* TASK REQUIREMENTS: Word for word, restate the records that appear below.
-------
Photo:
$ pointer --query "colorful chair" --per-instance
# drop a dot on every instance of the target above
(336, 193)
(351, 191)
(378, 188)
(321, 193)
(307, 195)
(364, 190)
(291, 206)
-------
* RESPONSE AREA:
Photo:
$ pointer --query "colorful chair" --per-instance
# drop a dot on every instance of the target above
(336, 193)
(351, 191)
(378, 188)
(321, 193)
(307, 195)
(364, 190)
(291, 206)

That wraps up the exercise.